[Work to be completed] Please copy all the lines that follow, word for word.

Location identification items
>> START
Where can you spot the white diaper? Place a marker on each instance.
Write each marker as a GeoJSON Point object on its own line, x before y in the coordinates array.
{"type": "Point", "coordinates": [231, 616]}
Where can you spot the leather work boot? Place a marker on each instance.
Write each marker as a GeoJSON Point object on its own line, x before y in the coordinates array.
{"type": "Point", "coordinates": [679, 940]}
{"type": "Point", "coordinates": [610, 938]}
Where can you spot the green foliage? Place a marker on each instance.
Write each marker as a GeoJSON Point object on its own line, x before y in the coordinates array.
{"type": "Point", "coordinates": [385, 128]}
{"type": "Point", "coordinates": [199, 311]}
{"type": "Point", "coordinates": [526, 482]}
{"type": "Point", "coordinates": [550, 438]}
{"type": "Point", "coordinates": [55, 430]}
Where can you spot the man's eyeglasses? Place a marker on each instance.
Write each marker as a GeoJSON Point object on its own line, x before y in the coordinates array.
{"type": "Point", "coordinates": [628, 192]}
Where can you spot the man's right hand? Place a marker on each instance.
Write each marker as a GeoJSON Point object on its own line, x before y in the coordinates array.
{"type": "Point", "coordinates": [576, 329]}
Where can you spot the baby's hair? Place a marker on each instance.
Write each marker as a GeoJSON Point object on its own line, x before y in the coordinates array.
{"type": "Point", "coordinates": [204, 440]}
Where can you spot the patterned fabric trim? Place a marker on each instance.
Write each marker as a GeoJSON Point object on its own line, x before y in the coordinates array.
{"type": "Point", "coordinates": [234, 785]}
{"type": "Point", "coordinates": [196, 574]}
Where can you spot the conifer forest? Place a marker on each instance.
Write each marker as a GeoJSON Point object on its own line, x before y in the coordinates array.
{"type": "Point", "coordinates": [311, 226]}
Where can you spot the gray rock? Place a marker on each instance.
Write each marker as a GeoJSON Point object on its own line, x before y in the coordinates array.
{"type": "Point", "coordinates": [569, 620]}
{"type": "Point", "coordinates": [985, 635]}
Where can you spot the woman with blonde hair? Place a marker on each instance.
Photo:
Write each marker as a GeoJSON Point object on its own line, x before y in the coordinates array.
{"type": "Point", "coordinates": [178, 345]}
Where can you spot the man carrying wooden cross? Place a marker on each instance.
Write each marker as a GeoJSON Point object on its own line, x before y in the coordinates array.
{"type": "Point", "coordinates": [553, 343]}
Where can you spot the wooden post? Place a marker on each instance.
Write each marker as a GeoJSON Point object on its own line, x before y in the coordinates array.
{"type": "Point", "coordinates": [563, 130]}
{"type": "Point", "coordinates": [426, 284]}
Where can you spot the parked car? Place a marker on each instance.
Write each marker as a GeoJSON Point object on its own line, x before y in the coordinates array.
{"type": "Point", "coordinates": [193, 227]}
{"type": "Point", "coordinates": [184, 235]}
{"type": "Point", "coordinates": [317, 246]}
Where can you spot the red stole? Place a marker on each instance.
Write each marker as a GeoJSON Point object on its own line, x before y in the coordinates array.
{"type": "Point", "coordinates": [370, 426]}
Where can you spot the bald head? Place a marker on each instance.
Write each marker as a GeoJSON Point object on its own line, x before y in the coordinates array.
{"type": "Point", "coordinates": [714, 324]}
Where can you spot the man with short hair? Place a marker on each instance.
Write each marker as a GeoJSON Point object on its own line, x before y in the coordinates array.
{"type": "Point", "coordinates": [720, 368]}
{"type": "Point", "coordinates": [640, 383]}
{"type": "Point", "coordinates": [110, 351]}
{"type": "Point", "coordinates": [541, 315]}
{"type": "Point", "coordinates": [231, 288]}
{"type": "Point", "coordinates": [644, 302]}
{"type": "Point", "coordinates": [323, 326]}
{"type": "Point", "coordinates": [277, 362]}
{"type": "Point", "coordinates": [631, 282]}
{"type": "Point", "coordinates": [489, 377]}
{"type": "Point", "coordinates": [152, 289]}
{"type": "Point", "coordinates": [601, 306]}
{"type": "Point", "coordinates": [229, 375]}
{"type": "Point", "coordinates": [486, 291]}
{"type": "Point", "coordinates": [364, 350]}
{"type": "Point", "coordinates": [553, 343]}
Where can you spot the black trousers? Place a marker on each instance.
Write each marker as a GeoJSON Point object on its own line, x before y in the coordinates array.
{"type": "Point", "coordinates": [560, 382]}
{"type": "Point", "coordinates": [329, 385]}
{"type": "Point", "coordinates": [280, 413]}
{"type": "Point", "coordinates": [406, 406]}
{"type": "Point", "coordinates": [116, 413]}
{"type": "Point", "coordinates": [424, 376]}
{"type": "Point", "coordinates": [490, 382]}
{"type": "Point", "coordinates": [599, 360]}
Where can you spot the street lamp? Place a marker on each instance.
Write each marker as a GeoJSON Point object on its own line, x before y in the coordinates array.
>> END
[The output]
Where can you spot the white diaper? Place a marker on each instance.
Write each marker as a GeoJSON Point object on its own line, x before y in the coordinates array.
{"type": "Point", "coordinates": [231, 616]}
Where can you spot the leather work boot? Place a marker on each instance.
Write each marker as a GeoJSON Point object on its own line, x before y in the coordinates array.
{"type": "Point", "coordinates": [679, 940]}
{"type": "Point", "coordinates": [610, 938]}
Where can you spot the green foliage? Place a marker on each instance.
Write each marker as a GeoJSON Point object on its own line, x before y in the coordinates array.
{"type": "Point", "coordinates": [385, 128]}
{"type": "Point", "coordinates": [199, 311]}
{"type": "Point", "coordinates": [526, 482]}
{"type": "Point", "coordinates": [550, 438]}
{"type": "Point", "coordinates": [55, 430]}
Where can you spot the man's eyeglasses? Place a marker on each instance.
Write each marker as a GeoJSON Point object on its own line, x before y in the coordinates array.
{"type": "Point", "coordinates": [628, 192]}
Where can you spot the man's right hand? Place a marker on each instance.
Write each marker as a GeoJSON Point object on its own line, x before y in the coordinates array.
{"type": "Point", "coordinates": [576, 329]}
Where can you spot the baby's hair? Place a marker on each instance.
Write each marker as a GeoJSON Point object on its own line, x before y in the coordinates array.
{"type": "Point", "coordinates": [204, 440]}
Where can you spot the patterned fabric trim? Place a marker on each instance.
Write each marker as a GeoJSON Point object on its own line, x before y in the coordinates array.
{"type": "Point", "coordinates": [234, 785]}
{"type": "Point", "coordinates": [196, 574]}
Where can you spot the conifer forest? Place a marker on each instance.
Write each marker as a GeoJSON Point object on its own line, x before y in the coordinates array.
{"type": "Point", "coordinates": [311, 226]}
Where can you spot the gray rock? Place a marker on each instance.
Write each marker as a GeoJSON Point object on its own line, x before y in the coordinates array.
{"type": "Point", "coordinates": [569, 620]}
{"type": "Point", "coordinates": [985, 635]}
Where can you spot the woman with blonde hair? Place a marker on each instance.
Photo:
Write each marker as a GeoJSON Point object on its own line, x before y in the coordinates array.
{"type": "Point", "coordinates": [178, 345]}
Where can you spot the man carrying wooden cross? Place a marker on each instance.
Write each marker as a GeoJSON Point object on its own line, x before y in the coordinates array.
{"type": "Point", "coordinates": [553, 343]}
Where can you spot the wooden post? Place a marker on each instance.
Write each marker as a GeoJSON Point object on its own line, x before y in the coordinates array.
{"type": "Point", "coordinates": [563, 130]}
{"type": "Point", "coordinates": [426, 284]}
Where can you spot the parked car? Place a marker on each instance.
Write each marker as a GeoJSON Point object on its own line, x before y in the coordinates array.
{"type": "Point", "coordinates": [193, 227]}
{"type": "Point", "coordinates": [184, 235]}
{"type": "Point", "coordinates": [317, 246]}
Where can you spot the red stole? Place a marker on each instance.
Write each marker as a GeoJSON Point object on its own line, x before y in the coordinates array.
{"type": "Point", "coordinates": [370, 426]}
Where can you spot the bald head? Place a marker on each instance.
Write each marker as a GeoJSON Point object on its own line, x before y in the coordinates array.
{"type": "Point", "coordinates": [714, 324]}
Where can you spot the man with short hair? Place a marker on each instance.
Write each marker as a GeoJSON Point object on its own line, x before y in the coordinates array.
{"type": "Point", "coordinates": [720, 368]}
{"type": "Point", "coordinates": [640, 383]}
{"type": "Point", "coordinates": [110, 351]}
{"type": "Point", "coordinates": [541, 315]}
{"type": "Point", "coordinates": [231, 288]}
{"type": "Point", "coordinates": [644, 302]}
{"type": "Point", "coordinates": [323, 326]}
{"type": "Point", "coordinates": [277, 362]}
{"type": "Point", "coordinates": [631, 282]}
{"type": "Point", "coordinates": [489, 377]}
{"type": "Point", "coordinates": [152, 289]}
{"type": "Point", "coordinates": [601, 306]}
{"type": "Point", "coordinates": [229, 375]}
{"type": "Point", "coordinates": [486, 291]}
{"type": "Point", "coordinates": [364, 350]}
{"type": "Point", "coordinates": [553, 343]}
Where can you spot the black trousers? Place a marker on each instance.
Write each marker as a GeoJSON Point object on its own line, x before y in the coordinates array.
{"type": "Point", "coordinates": [560, 382]}
{"type": "Point", "coordinates": [329, 385]}
{"type": "Point", "coordinates": [280, 413]}
{"type": "Point", "coordinates": [406, 406]}
{"type": "Point", "coordinates": [116, 413]}
{"type": "Point", "coordinates": [424, 376]}
{"type": "Point", "coordinates": [490, 382]}
{"type": "Point", "coordinates": [599, 360]}
Where can you spot the street lamp? Place a marker on each instance.
Write each marker as a GeoJSON Point object on its own line, x before y in the coordinates array.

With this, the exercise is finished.